### DATA SUPPLIED
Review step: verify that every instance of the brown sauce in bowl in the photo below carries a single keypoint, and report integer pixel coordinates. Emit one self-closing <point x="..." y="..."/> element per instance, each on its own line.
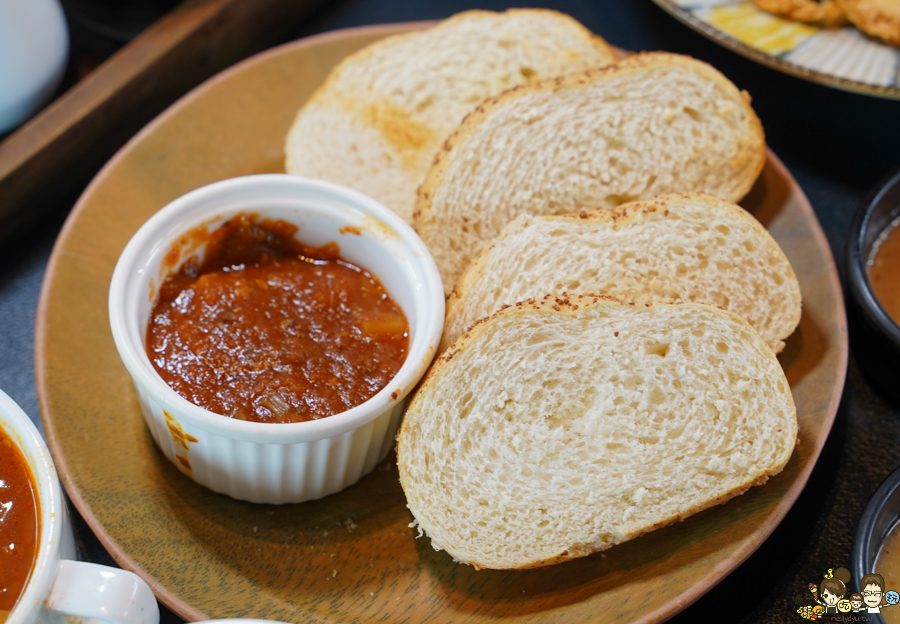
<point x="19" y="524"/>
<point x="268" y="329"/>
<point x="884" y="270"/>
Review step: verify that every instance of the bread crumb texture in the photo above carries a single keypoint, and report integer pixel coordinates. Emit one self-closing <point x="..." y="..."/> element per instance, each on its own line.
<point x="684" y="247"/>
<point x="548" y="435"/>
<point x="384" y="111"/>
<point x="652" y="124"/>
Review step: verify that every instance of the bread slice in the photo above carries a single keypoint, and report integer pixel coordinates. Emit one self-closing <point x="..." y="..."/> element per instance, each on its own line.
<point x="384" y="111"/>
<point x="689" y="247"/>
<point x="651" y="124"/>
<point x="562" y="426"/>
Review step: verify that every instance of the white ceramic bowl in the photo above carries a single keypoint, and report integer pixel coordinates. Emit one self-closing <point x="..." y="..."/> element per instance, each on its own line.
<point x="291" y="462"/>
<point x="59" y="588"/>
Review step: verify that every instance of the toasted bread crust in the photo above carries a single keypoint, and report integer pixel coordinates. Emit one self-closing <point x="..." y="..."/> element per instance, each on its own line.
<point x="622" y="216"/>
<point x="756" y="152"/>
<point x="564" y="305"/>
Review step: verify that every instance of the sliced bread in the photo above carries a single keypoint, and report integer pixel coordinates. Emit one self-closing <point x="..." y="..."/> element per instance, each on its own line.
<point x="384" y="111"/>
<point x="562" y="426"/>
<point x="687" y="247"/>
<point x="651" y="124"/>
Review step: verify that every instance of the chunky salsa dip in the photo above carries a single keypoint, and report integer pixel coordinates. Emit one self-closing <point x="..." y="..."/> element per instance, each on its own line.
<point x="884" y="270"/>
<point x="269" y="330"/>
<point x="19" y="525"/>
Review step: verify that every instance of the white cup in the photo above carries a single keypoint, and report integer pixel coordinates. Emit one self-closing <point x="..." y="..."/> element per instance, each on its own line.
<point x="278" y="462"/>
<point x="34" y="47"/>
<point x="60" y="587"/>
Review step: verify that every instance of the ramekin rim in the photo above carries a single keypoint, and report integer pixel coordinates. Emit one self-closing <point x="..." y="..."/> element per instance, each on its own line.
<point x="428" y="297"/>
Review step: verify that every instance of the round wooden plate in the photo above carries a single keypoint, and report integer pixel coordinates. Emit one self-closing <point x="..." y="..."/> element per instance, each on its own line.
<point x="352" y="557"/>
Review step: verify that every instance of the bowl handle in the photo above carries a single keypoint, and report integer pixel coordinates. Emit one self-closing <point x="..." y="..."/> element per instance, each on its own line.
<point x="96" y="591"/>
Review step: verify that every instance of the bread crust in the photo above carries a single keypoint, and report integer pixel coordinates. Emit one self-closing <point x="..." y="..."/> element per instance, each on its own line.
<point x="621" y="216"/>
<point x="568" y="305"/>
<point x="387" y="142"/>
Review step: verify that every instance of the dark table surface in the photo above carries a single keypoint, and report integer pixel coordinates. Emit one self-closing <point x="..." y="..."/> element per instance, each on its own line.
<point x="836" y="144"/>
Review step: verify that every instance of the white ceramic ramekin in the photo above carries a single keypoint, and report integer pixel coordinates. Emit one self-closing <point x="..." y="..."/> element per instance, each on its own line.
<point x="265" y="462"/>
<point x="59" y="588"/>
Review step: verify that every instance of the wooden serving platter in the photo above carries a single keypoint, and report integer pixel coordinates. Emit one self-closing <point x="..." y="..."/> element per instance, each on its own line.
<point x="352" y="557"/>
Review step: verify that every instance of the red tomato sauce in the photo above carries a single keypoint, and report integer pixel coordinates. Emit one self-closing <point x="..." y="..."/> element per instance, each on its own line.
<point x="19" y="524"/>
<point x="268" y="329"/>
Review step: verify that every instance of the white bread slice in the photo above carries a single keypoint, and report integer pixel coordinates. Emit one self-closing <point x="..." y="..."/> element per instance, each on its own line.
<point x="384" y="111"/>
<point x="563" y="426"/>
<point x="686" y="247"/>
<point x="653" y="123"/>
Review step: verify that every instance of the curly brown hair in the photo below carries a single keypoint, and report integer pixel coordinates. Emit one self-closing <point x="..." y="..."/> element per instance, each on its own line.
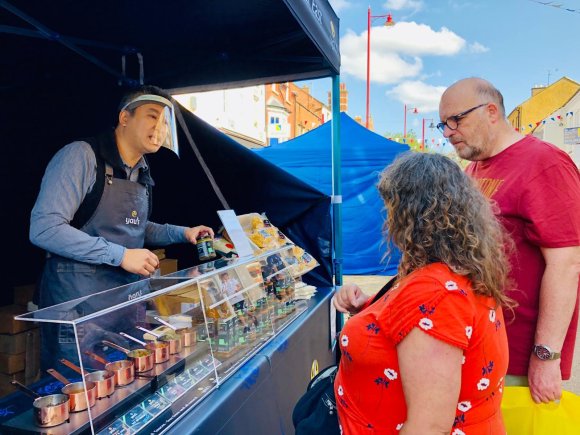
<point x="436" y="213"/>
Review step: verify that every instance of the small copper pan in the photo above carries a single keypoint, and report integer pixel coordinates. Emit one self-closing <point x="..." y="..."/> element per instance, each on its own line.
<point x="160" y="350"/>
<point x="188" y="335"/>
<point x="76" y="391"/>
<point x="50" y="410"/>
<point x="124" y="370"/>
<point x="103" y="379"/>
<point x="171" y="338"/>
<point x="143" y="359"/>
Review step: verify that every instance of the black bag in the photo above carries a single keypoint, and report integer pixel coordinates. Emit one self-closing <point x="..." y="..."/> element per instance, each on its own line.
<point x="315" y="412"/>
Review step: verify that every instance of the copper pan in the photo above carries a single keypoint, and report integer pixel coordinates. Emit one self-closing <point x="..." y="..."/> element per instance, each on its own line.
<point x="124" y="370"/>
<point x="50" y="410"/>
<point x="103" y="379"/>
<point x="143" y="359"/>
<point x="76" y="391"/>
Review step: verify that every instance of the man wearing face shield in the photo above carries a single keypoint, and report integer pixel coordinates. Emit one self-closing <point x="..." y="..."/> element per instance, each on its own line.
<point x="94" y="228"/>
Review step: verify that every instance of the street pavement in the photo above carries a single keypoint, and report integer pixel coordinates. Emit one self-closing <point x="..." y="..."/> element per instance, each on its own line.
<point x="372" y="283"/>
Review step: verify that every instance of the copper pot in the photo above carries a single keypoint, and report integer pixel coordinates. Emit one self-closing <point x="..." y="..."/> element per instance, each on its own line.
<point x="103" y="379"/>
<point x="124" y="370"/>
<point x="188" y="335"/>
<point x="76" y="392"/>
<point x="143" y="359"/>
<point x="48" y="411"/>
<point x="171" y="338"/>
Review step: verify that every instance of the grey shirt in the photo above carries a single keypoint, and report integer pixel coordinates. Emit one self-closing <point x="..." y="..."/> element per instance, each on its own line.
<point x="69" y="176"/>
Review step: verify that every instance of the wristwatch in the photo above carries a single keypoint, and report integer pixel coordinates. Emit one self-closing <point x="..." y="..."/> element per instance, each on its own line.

### TASK BRIEF
Reproduce the listing above with "keypoint" swapped for "marker" everywhere it occurs, keeping everything else identical. Leave the pictures out.

### TASK SOLUTION
Review step: verify that every instance of the brown sauce in bowl in the photo below carries a single marker, and report integer pixel coordinates. Emit one self-closing <point x="..." y="..."/> element per instance, each on its own line.
<point x="19" y="524"/>
<point x="268" y="329"/>
<point x="884" y="270"/>
Review step: verify that every instance of the bread crumb texture in the photo above carries a single marker, and report integer pixel coordinates. Emit one self-closing <point x="..." y="..."/> element per instance, each on its own line.
<point x="684" y="247"/>
<point x="548" y="435"/>
<point x="384" y="111"/>
<point x="652" y="124"/>
Review step: verify that every instance of the bread slice in the photo above carries a single marker, and report integer pixel coordinates. Emit one self-closing <point x="..." y="..."/> element per instance, each on its own line.
<point x="384" y="111"/>
<point x="689" y="247"/>
<point x="651" y="124"/>
<point x="562" y="426"/>
Review step: verify that every instance of the white ceramic bowl in the photo above carries a single marker, and report integer pixel coordinates. Emit one self-closing <point x="..." y="..."/> element per instance, each on its own line.
<point x="291" y="462"/>
<point x="59" y="588"/>
Review step: verify that every instance of the toasted bread crust in the photo above carries a single marker, and report integer pixel coordinates. Emit one self-closing <point x="..." y="..."/> element per instance, each on its own line.
<point x="622" y="216"/>
<point x="756" y="152"/>
<point x="564" y="305"/>
Review step: verify that every instance of the sliced bread in the photo above carries a single marker, and report integer pixel coordinates. Emit one self-closing <point x="..." y="..."/> element per instance, each on its own line.
<point x="384" y="111"/>
<point x="562" y="426"/>
<point x="687" y="247"/>
<point x="651" y="124"/>
Review step: verify that every instance of the chunky salsa dip in the photo above carries a single marker, and report integer pixel coordinates. Emit one self-closing <point x="..." y="..."/> element per instance, each on its own line.
<point x="884" y="270"/>
<point x="269" y="330"/>
<point x="19" y="525"/>
Review step: verify that every instance of the white cup in the photo above carries a single marker, and report integer pixel coordinates. Emit one self-closing <point x="..." y="..."/> element per instance, each on its own line.
<point x="278" y="462"/>
<point x="34" y="47"/>
<point x="60" y="587"/>
Review step: verify that every instance of the ramekin rim in the photo above carries a single marker, and report integer pixel coordinates. Emit one self-closing <point x="..." y="..."/> element per instance, each on its own line.
<point x="428" y="297"/>
Review step: verify that every instance of the round wooden plate in the photo above carries a single marker, and report integer pixel coordinates. Emit one self-closing <point x="..." y="..."/> element per instance, each on its own line.
<point x="352" y="557"/>
Review step: verify that every instance of the bowl handle in the photo above carries a single marker, and report integer pixel coordinates. Emit one self-closing <point x="..." y="..."/> element per instance, each on its own line.
<point x="96" y="591"/>
Review step: verify that every instance of the bread crust in the photo above carries a single marker, and report integer pixel coordinates. Emit one self-closing <point x="..." y="..."/> element per instance, each on its own line.
<point x="621" y="216"/>
<point x="568" y="305"/>
<point x="387" y="142"/>
Review step: verify that every instance of the dark table surface in the photo above carries a single marker, and report integer pixel coordinates. Emit one self-closing <point x="..." y="..."/> element per instance, each on its own line.
<point x="836" y="144"/>
Review step: verify that every instance of the white ceramic ramekin in the photo above carries a single marker, and report integer pixel coordinates. Emit one self-closing <point x="..." y="..."/> element per instance, each on its own line.
<point x="265" y="462"/>
<point x="59" y="588"/>
Review step: verify that every instance of the wooden serving platter in the photo above carries a single marker, and report integer pixel coordinates. Emit one self-closing <point x="..." y="..."/> element per instance, each on its own line.
<point x="352" y="557"/>
Review step: verify that every instance of the red tomato sauce in the photo above carries a single marker, and report integer pixel coordinates. Emit one self-closing <point x="..." y="..."/> element per instance, each on its own line.
<point x="19" y="524"/>
<point x="268" y="329"/>
Review step: verify that every instance of the white bread slice in the photo above carries a single marker, and report integer pixel coordinates. Emit one self-closing <point x="..." y="..."/> element per instance, each on its own line.
<point x="384" y="111"/>
<point x="563" y="426"/>
<point x="686" y="247"/>
<point x="653" y="123"/>
Review step: verify that every instance of the curly brown hair in the photo below carries a single marker, and report integer pixel coordinates. Emit one self-closing <point x="..." y="..."/> element per instance, each on its own line.
<point x="436" y="213"/>
Review step: verify that every instance of the small copper pan in the photo above carries a single marker, and report integer pixel coordinates. Emit one self-closing <point x="..." y="..."/> element per instance, each on its own line.
<point x="160" y="350"/>
<point x="188" y="335"/>
<point x="76" y="391"/>
<point x="50" y="410"/>
<point x="124" y="370"/>
<point x="103" y="379"/>
<point x="171" y="338"/>
<point x="143" y="359"/>
Review step: verify that every instance of the black bag in the photo above carries a single marker, and report integer pixel coordinates. Emit one self-closing <point x="..." y="..."/> element per instance, each on its own line.
<point x="315" y="412"/>
Review step: verify that every instance of the copper pan in the photo above carries a single marker, and report integer pixel coordinates. Emit one self-closing <point x="..." y="..."/> element per instance, each on its own line.
<point x="124" y="370"/>
<point x="50" y="410"/>
<point x="103" y="379"/>
<point x="143" y="359"/>
<point x="76" y="391"/>
Review step: verify that every instance of the man wearing face shield in the photo above carries a single marker, and report integer pixel coordinates. Emit one self-closing <point x="..." y="..."/> element per instance, each on its own line.
<point x="94" y="228"/>
Review step: verify that every instance of the street pavement in the photo above carries a single marker, and report integer pixel coordinates. Emit one self-closing <point x="..." y="..."/> element per instance, each on its own line.
<point x="372" y="283"/>
Review step: verify that every instance of the copper pot in the photo above carries a single marker, and report integer pixel coordinates. Emit one self-closing <point x="..." y="..."/> element per instance, each on its own line.
<point x="103" y="379"/>
<point x="124" y="370"/>
<point x="188" y="335"/>
<point x="76" y="392"/>
<point x="143" y="359"/>
<point x="48" y="411"/>
<point x="171" y="338"/>
Review step: verify that every instance of the grey shirt in the photo above carries a single marker, and report integer pixel coordinates. Emit one self-closing <point x="..." y="..."/> element per instance, each on its own line.
<point x="69" y="176"/>
Review step: verify that every instance of the wristwatch in the photo above carries a single marker, and report integer pixel coordinates. Emit one self-closing <point x="..." y="..."/> element per instance, each on its own line.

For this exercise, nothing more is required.